(Data to use)
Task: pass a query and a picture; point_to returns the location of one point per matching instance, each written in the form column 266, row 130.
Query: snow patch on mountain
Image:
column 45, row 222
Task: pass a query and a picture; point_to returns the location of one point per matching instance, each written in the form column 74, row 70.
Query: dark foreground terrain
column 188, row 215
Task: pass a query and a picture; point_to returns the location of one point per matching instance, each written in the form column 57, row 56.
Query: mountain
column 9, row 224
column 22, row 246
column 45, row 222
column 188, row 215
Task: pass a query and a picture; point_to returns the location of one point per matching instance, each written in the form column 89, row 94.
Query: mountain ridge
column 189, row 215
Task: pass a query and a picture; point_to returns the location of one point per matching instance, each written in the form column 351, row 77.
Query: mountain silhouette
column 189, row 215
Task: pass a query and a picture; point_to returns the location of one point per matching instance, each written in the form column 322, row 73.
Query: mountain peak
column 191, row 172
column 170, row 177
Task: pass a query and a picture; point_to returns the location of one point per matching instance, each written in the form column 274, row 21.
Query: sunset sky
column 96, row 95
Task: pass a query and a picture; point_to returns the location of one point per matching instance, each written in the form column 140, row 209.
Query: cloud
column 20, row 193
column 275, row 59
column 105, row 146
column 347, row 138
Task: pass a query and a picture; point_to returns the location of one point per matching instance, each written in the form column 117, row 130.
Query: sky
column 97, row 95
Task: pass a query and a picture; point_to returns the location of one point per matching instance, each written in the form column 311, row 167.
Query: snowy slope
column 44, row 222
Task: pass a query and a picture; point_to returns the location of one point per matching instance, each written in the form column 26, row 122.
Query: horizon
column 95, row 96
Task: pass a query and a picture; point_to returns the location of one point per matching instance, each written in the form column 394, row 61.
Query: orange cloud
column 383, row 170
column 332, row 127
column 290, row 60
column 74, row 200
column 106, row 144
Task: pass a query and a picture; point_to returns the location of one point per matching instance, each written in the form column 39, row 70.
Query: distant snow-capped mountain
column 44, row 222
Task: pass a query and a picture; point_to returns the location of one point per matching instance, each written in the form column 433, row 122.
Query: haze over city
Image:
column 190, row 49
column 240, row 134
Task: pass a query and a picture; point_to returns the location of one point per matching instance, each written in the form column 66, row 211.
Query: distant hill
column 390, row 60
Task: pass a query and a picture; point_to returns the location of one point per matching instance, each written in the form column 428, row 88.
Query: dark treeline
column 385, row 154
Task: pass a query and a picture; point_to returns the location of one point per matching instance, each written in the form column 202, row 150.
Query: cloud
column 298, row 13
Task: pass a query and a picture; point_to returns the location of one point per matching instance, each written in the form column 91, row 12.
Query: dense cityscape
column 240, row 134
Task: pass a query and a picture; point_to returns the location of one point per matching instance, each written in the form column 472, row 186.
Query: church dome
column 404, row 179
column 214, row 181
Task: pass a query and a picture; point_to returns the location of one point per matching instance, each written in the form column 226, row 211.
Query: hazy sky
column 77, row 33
(End Data to use)
Work instruction =
Please reproduce the entire listing, exactly as shown.

Result of the exercise =
Task: pass a query and a picture; point_to returns the location of one point per matching instance, each written in the form column 266, row 130.
Query: snow patch on mountain
Image:
column 45, row 222
Task: pass a query and a picture; point_to returns the location of one point per matching instance, each written in the form column 74, row 70.
Query: dark foreground terrain
column 188, row 215
Task: pass a query and a picture; point_to returns the location of one point per matching instance, each written in the form column 57, row 56.
Query: mountain
column 9, row 224
column 22, row 246
column 45, row 222
column 188, row 215
Task: pass a query and a picture; point_to returns the location of one point per matching instance, each written in the form column 89, row 94.
Query: mountain ridge
column 189, row 215
Task: pass a query and a picture; point_to returns the location of one point per matching instance, each written in the form column 351, row 77.
Query: mountain silhouette
column 189, row 215
Task: pass a query and a picture; point_to returns the location of one point per matching instance, each written in the form column 322, row 73.
Query: mountain peak
column 191, row 172
column 170, row 177
Task: pass a query and a picture; point_to returns the location of one point per matching instance, each written in the form column 274, row 21.
Query: sunset sky
column 96, row 95
Task: pass a query and a picture; point_to returns the location of one point per matching instance, each written in the form column 140, row 209.
Query: cloud
column 20, row 193
column 275, row 59
column 105, row 146
column 347, row 138
Task: pass a query and a picture; point_to returns the location of one point per matching instance, each written in the form column 117, row 130.
Query: sky
column 97, row 95
Task: pass a query and a picture; point_to returns the location of one point per matching instance, each written in the form column 311, row 167.
Query: snowy slope
column 44, row 222
Task: pass a query and a picture; point_to returns the location of one point per matching instance, each written in the form column 26, row 122.
Query: horizon
column 95, row 96
Task: pass a query and a picture; point_to returns the location of one point per matching instance, each written in the form column 394, row 61.
Query: orange cloud
column 383, row 170
column 332, row 127
column 290, row 60
column 74, row 200
column 106, row 144
Task: pass a query and a picture; point_to returns the location of one point per matching instance, each written in the form column 39, row 70.
Query: distant snow-capped mountain
column 44, row 222
Task: pass a query and a picture; point_to returns the location of one point per matching instance, each written in the form column 433, row 122.
Query: haze over city
Image:
column 190, row 49
column 240, row 134
Task: pass a query and a picture; point_to returns the location of one point per matching instance, each written in the form column 66, row 211.
Query: distant hill
column 390, row 60
Task: pass a query and a picture; point_to returns the location of one point per matching instance, each written in the form column 428, row 88.
Query: dark treeline
column 385, row 154
Task: pass a query and a picture; point_to returns the location of one point per matching instance, each written in the form column 202, row 150.
Query: cloud
column 298, row 13
Task: pass a query and a picture; point_to returns the location of one point per matching instance, each written in the form column 91, row 12.
Query: dense cityscape
column 240, row 134
Task: pass a query and a picture; point_to returns the location of one point per matching instance, each written in the form column 472, row 186.
Query: church dome
column 404, row 179
column 214, row 181
Task: pass a query and a picture; point_to returns the location of one point per matching instance, each written in the form column 226, row 211.
Query: hazy sky
column 77, row 33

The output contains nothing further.